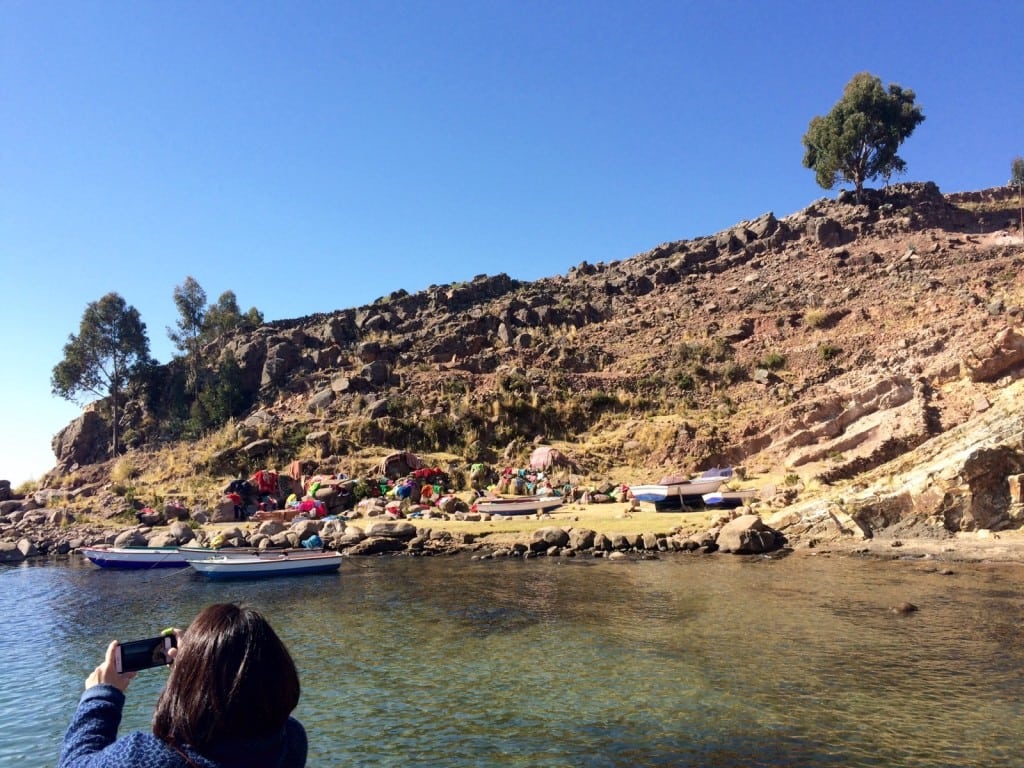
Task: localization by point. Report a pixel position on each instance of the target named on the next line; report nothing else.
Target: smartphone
(142, 654)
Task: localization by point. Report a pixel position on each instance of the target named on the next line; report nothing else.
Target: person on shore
(227, 702)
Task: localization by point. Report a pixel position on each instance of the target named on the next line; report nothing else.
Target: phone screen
(141, 654)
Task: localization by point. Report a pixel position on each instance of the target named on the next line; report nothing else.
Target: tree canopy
(1017, 171)
(858, 139)
(189, 298)
(110, 342)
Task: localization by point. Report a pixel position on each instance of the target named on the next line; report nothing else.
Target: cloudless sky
(313, 156)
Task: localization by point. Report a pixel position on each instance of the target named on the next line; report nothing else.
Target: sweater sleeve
(94, 726)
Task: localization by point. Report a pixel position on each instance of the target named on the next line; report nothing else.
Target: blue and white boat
(674, 493)
(264, 565)
(135, 557)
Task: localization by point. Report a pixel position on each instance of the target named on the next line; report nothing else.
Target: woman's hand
(107, 673)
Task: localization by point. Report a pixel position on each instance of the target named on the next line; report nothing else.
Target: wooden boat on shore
(674, 493)
(264, 565)
(135, 557)
(729, 499)
(518, 505)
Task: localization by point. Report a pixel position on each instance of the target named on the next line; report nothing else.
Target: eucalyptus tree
(189, 298)
(99, 359)
(858, 139)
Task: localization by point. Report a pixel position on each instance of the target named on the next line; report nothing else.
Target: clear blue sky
(314, 156)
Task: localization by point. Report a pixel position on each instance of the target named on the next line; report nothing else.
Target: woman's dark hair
(231, 679)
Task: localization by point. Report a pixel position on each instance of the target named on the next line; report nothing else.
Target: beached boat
(135, 557)
(264, 565)
(729, 499)
(204, 553)
(518, 505)
(674, 493)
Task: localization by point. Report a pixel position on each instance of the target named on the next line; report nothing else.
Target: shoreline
(617, 531)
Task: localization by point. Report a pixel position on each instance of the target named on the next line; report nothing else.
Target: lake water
(688, 660)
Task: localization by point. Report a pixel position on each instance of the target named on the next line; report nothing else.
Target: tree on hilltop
(111, 342)
(189, 298)
(858, 139)
(225, 315)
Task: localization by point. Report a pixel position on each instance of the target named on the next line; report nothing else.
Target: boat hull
(729, 499)
(674, 496)
(135, 558)
(223, 568)
(527, 505)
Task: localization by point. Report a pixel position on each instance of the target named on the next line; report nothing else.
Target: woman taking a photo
(227, 704)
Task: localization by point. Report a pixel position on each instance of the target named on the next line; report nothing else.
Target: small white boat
(729, 499)
(137, 558)
(675, 493)
(518, 505)
(261, 566)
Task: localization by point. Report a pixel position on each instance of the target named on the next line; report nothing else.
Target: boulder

■ ■ ■

ASSIGNED TASK:
Put each line of the listing above into the copy exactly, dropping the pictures.

COMPLETED EXERCISE:
Task: localization by point. Report a pixel position on each instance of the target named on the next line; report nothing else.
Target: smartphone
(142, 654)
Task: localization by point. Report a pixel position on each instance of the target named on the next line; report nothing else.
Target: person on shore
(227, 702)
Task: localization by point. Report a pixel position on each instance of the target named on the next line; report nothing else.
Target: phone screen
(141, 654)
Task: localization by point. Report a pixel position on each instance of the target named on the next line; report nothing else.
Target: tree canopy
(1017, 171)
(858, 139)
(189, 298)
(110, 342)
Task: localization by point. Report a pixel position on each instance of the target named on the next line; report nothing else.
Target: cloudless sky
(313, 156)
Task: localization by point. Report a pixel position on each instance of the target named on the next line; report nothing else.
Target: sweater sleeve
(94, 726)
Task: localization by point. Report a pixel position on each instance of the target named on the next line; report nothing else.
Target: blue and white boat
(674, 493)
(264, 565)
(135, 557)
Task: localization by point. Report a pixel position on each instance of the target named on the next line; report nothing else.
Target: woman's hand
(107, 673)
Task: localization by point. Report a pixel position on each instance of the target named on the next line; report nothing else.
Target: wooden boat on shore
(674, 493)
(264, 565)
(135, 557)
(729, 499)
(518, 505)
Task: localization by point. Report a pixel position on each instance of the target named on the next line; report nothing else.
Target: eucalyptus tree
(189, 298)
(99, 359)
(858, 139)
Task: localization by point. Report a pixel position on each instance of the target named on the next line; report nothing else.
Target: clear blue sky
(314, 156)
Task: localization by point. Report a pixel position on each instance of the target named on the next line; report nothing else.
Target: woman's dark hair
(231, 679)
Task: localization by point. Report a pixel position on each instance of the target named on the next line; report nothing else.
Target: beached boat
(135, 557)
(264, 565)
(729, 499)
(204, 553)
(518, 505)
(674, 493)
Task: localization by point. Report a pixel position on each instance of the target named on the next line; report nothing else.
Target: shoreline
(617, 531)
Task: localization by point. Report a pixel position on each instance of the target named on the next line; report nothing else.
Target: lake water
(688, 660)
Task: localization by point. Report a pixel position on each instance of the target named on the next line; report nothing else.
Target: tree on hilltop
(111, 342)
(189, 298)
(858, 139)
(225, 315)
Task: localization by point. Report a pixel position on each instance of the target named on the next line; report nothing else.
Target: boat hull
(729, 499)
(674, 496)
(135, 558)
(223, 568)
(527, 505)
Task: localization by point. Report a pixel position on each instance of the target named on the next line; report nothing else.
Target: woman taking a photo
(227, 704)
Task: localization by point. Report a pixel position on each instance of the target named on the next line; report nothing else.
Target: small white boat
(729, 499)
(137, 558)
(675, 493)
(518, 505)
(261, 566)
Task: localization by point. Report a pixel position on each instance of the target named on the next line; report nothing else.
Target: boulder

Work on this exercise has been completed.